== Input

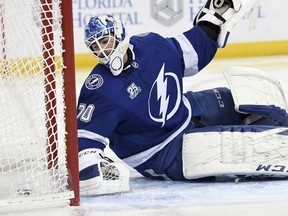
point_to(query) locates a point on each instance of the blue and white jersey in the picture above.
(139, 112)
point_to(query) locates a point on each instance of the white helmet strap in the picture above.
(116, 59)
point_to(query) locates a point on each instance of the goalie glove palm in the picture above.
(218, 12)
(92, 165)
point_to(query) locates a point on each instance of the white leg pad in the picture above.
(232, 153)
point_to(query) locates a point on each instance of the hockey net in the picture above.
(37, 162)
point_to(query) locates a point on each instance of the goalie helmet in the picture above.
(106, 38)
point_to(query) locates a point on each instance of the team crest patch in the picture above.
(133, 90)
(94, 81)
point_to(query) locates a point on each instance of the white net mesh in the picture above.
(32, 124)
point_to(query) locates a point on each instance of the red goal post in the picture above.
(38, 135)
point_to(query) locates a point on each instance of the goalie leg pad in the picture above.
(236, 151)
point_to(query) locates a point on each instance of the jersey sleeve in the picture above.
(198, 49)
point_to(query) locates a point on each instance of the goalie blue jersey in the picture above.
(143, 110)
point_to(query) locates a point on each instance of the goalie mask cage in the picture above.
(38, 134)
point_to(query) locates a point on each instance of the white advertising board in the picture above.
(172, 17)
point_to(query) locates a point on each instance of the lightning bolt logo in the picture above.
(163, 98)
(161, 84)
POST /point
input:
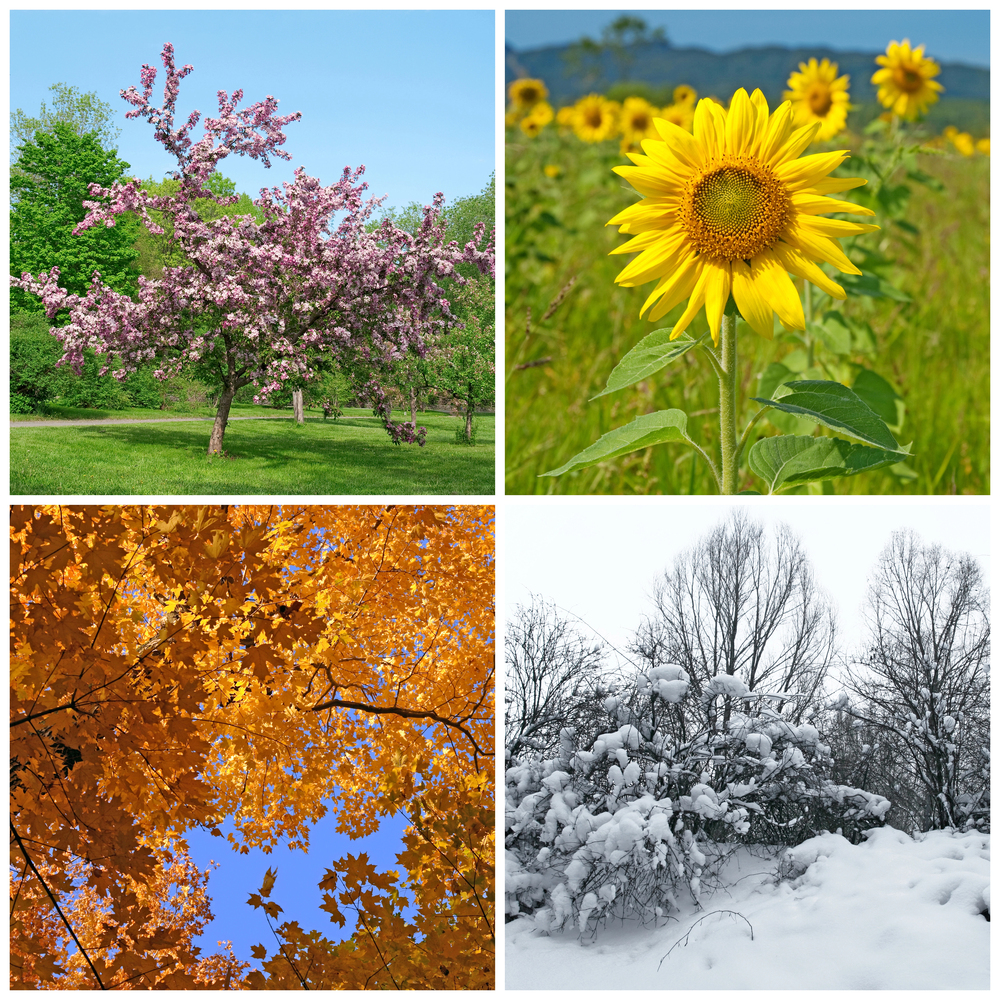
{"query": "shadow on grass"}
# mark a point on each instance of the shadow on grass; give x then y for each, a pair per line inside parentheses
(264, 457)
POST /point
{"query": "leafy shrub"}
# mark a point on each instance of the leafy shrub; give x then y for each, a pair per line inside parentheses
(33, 356)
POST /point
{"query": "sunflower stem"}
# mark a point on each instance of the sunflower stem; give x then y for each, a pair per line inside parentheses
(810, 347)
(727, 407)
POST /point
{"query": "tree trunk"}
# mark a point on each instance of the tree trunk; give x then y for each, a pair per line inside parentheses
(221, 419)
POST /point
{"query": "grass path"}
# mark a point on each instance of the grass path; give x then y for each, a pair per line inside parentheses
(263, 457)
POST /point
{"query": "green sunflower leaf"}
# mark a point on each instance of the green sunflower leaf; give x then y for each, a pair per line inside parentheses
(871, 285)
(661, 427)
(790, 459)
(880, 396)
(837, 407)
(653, 352)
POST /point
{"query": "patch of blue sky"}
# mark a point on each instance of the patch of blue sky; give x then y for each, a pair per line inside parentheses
(296, 889)
(407, 93)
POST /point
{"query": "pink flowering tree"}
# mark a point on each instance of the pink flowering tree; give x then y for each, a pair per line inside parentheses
(258, 302)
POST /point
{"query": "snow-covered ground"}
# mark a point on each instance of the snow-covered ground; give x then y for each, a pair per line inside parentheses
(890, 913)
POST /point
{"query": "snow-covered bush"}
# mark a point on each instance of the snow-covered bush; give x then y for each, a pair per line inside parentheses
(642, 816)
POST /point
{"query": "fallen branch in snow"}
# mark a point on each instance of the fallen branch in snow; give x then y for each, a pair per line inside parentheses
(684, 939)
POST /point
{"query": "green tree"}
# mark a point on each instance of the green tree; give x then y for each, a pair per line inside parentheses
(48, 194)
(461, 218)
(82, 112)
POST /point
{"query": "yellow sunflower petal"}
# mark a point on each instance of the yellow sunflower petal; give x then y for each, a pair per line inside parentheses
(795, 143)
(819, 248)
(740, 120)
(816, 204)
(647, 180)
(733, 208)
(682, 144)
(794, 262)
(759, 103)
(673, 289)
(653, 263)
(834, 227)
(777, 132)
(718, 285)
(706, 132)
(805, 171)
(777, 289)
(695, 302)
(834, 185)
(753, 307)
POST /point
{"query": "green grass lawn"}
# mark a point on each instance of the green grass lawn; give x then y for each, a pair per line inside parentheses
(934, 350)
(54, 411)
(270, 457)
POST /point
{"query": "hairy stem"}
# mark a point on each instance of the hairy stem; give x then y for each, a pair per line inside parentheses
(727, 406)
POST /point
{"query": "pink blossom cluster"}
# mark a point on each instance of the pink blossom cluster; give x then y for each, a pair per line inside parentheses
(307, 282)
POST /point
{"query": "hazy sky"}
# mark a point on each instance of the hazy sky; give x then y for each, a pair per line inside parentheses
(409, 94)
(600, 558)
(951, 35)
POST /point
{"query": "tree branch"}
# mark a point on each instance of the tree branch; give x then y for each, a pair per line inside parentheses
(406, 713)
(45, 886)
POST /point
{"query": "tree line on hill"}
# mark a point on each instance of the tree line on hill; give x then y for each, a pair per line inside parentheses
(740, 718)
(629, 59)
(59, 153)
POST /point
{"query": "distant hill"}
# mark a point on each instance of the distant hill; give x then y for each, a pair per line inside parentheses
(661, 66)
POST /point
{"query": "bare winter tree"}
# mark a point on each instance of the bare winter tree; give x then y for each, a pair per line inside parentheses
(922, 686)
(743, 602)
(552, 680)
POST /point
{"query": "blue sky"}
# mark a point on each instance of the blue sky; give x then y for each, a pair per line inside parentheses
(296, 889)
(951, 35)
(409, 94)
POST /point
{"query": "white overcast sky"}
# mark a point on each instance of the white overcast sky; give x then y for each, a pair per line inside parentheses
(599, 559)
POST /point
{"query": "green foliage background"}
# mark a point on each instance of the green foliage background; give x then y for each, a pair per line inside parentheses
(933, 350)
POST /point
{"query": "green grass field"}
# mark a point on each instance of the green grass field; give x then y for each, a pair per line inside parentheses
(54, 411)
(933, 350)
(270, 457)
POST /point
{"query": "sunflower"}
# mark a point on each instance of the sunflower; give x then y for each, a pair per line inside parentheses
(595, 118)
(525, 94)
(685, 95)
(679, 114)
(732, 209)
(819, 95)
(905, 85)
(636, 122)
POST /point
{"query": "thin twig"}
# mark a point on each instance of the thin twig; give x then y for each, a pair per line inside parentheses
(281, 948)
(406, 713)
(45, 886)
(557, 301)
(684, 939)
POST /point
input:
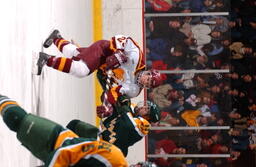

====

Prompt —
Please copy every line of the entries above that contains the word "trunk", matching case exactly.

Reply to the exercise —
{"query": "tree trunk"}
# mark a point on each instance of the tree trunk; give x then y for each, a pair per line inside parentheses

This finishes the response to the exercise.